**SEZIONE DI TESTO**
-- -- --

Il breve incontro d’amore fra una hostess poliglotta e un affascinante mediorientale che non parla nessuna delle lingue che lei conosce – e qui tocca dire che la Muti non parlava bene nemmeno l’italiano dato che per tutto l’arco crescente della sua carriera è stata sempre doppiata. Nel romantico episodio senza parole la musica è padrona con due successi dell’epoca: “Ti amo” di Umberto Tozzi e “All by myself” nella versione originale di Eric Carmen. Episodio volutamente zuccheroso dove non tutto è come sembra. Con il greco Yorgo Voyagis inspiegabilmente col trattino nei titoli, Yorgo-Voyagis, volto nuovo sugli schermi italiani come Giuseppe nel televisivo “Gesù di Nazareth” di Franco Zeffirelli, in onda quello stesso 1977.

L’elogio funebre di Ettore Scola

Il funerale comincia con l’accompagnamento di una musichetta sgangherata di una piccola banda che dà subito il tono all’episodio. Fra i quattro che portano a spalla la bara ecco Alberto Sordi. Si seppellisce un comico d’avanspettacolo e i convenuti sono il variopinto bestiario di amici e colleghi. Sordi, come storica spalla del vecchio comico Formichella, comincia l’elogio funebre che presto si trasforma in rievocazione di gloriose scenette e sagaci battute: il funerale diventa un’allegra rivisitazione della rivista d’antan in cui Sordi stesso mosse i primi passi, e alle lacrime si sostituiscono risate canti e applausi con tanto di passerella finale attorno alla fossa e sipario calato dai muratori retrostanti che calano una rete di protezione. Nel sentire comune di quell’Italietta democristiana forse questi teatranti erano dei mostri ma è evidente che a un attore comico quel funerale sarebbe piaciuto assai. Per non dire che oggi è ormai prassi comune, questa sì tristemente comune, l’abitudine di applaudire ai funerali, gesto privo di senso traslato dalla gente di spettacolo che di quegli applausi era vissuta, tanto che alcuni preti cominciano ad avvertire che gli applausi non sono consentiti. Per l’intero film questo episodio è un delizioso e degno finale. E poi con una ricerca mirata ho trovato i singoli episodi tagliati dalla Rai.

-- -- --

**RECORD ELENCATI**
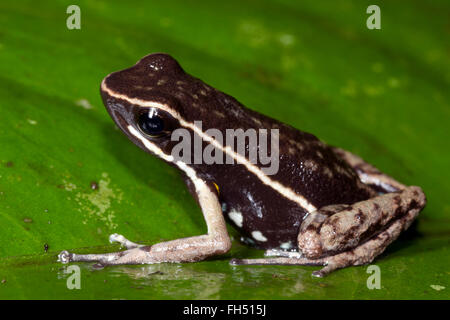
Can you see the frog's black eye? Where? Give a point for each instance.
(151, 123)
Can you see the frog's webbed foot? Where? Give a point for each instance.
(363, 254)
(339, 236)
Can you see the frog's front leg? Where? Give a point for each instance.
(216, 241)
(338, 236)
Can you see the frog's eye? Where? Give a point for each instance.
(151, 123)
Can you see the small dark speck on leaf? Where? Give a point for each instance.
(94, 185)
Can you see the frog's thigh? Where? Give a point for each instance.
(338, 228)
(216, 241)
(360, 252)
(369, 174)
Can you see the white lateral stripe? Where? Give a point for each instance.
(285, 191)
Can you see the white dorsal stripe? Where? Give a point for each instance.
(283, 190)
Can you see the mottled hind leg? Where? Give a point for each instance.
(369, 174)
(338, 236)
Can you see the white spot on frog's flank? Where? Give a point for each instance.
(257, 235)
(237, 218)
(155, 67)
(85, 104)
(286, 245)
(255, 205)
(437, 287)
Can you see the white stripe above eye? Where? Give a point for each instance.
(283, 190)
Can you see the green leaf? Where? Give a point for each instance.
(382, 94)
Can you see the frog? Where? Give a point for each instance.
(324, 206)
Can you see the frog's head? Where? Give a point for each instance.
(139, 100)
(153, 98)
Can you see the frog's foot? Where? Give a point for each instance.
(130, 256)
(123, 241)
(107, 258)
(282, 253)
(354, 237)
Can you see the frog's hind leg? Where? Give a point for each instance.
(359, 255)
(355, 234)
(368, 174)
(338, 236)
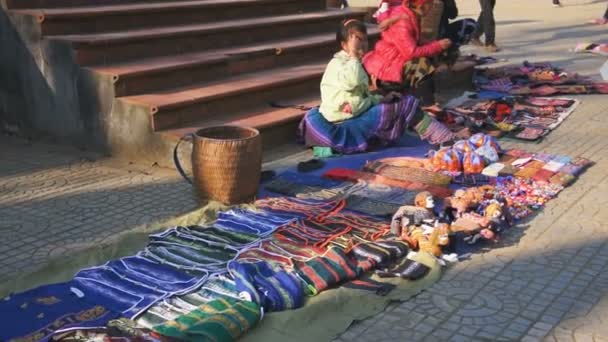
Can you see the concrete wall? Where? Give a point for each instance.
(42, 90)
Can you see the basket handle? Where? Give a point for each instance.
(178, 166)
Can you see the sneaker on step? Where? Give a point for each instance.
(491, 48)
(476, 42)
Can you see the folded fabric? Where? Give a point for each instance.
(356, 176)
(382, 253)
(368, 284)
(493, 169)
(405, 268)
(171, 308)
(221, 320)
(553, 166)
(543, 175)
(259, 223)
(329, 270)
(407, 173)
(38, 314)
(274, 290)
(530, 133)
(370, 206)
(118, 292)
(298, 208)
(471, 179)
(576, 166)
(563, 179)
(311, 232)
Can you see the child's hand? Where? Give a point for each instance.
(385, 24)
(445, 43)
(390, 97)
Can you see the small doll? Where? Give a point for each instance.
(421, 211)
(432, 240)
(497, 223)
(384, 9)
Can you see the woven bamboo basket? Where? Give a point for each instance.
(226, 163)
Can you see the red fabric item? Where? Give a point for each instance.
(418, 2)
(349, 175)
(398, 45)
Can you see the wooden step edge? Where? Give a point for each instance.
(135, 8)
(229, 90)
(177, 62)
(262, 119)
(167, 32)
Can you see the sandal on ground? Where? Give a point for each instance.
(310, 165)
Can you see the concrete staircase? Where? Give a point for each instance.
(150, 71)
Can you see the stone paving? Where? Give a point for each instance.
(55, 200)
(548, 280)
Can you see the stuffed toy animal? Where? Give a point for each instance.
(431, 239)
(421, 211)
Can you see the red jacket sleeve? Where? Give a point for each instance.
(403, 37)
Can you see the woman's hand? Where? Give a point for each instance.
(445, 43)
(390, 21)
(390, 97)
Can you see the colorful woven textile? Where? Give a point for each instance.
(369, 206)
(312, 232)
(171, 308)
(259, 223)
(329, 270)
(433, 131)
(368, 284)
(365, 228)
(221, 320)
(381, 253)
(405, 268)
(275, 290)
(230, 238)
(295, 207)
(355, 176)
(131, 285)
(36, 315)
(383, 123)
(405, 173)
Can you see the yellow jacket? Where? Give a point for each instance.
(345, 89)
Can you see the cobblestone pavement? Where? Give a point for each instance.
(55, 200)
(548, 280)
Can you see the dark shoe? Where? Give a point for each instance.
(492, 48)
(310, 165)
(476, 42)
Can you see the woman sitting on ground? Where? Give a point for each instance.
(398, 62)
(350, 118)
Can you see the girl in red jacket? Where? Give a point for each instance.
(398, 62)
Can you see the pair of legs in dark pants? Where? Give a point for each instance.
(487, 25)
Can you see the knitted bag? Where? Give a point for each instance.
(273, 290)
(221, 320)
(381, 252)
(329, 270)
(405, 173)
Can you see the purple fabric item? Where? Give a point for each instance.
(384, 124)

-- -- --

**CONSEGNE DELL'ESERCIZIO**
1. Rispondi a queste domande sul testo sul film a episodi:
(a) Quali due canzoni fanno da colonna sonora all'episodio senza parole?
(b) Chi viene indicato tra i quattro che portano a spalla la bara?
(c) Come si chiama il vecchio comico di cui Sordi era la storica spalla?
2. Prosegui il testo sul film a episodi a partire dalla frase che segue la sua ultima riga.
I record provengono da un'altra fonte.

**RISULTATI PER CONSEGNA**
1.
(a) "Ti amo" di Umberto Tozzi e "All by myself" di Eric Carmen, nella versione originale.
(b) Alberto Sordi.
(c) Formichella.

2.
Mammina e mammone di Dino Risi

La giornata di due eccentrici barboni in un episodio davvero inconsistente che probabilmente avrà avuto un senso per i suoi creatori se ispirato a personaggi reali: la morale è che fra i barboni che si aggirano nelle nostre città ci sono anche nobili decaduti e personalità esemplari. Con Tognazzi che come dolce bambinone si accompagna all’ottantenne Nerina Montagnani, una caratterista che dopo aver lavorato come cameriera per tutta la vita ha esordito a settant’anni costruendosi una carriera di tutto rispetto.

Cittadino esemplare di Ettore Scola

Il mostro siamo noi. Gassman rientrando a casa dal lavoro assiste all’aggressione e all’accoltellamento di un uomo. Come nulla fosse raggiunge la famiglia per cena e si rilassa davanti a un programma Rai: ovvio che la Rai lo abbia tagliato. Dal programma sentiamo la voce di Pippo Franco nel varietà “Bambole, non c’è una lira” diretto da Antonello Falqui.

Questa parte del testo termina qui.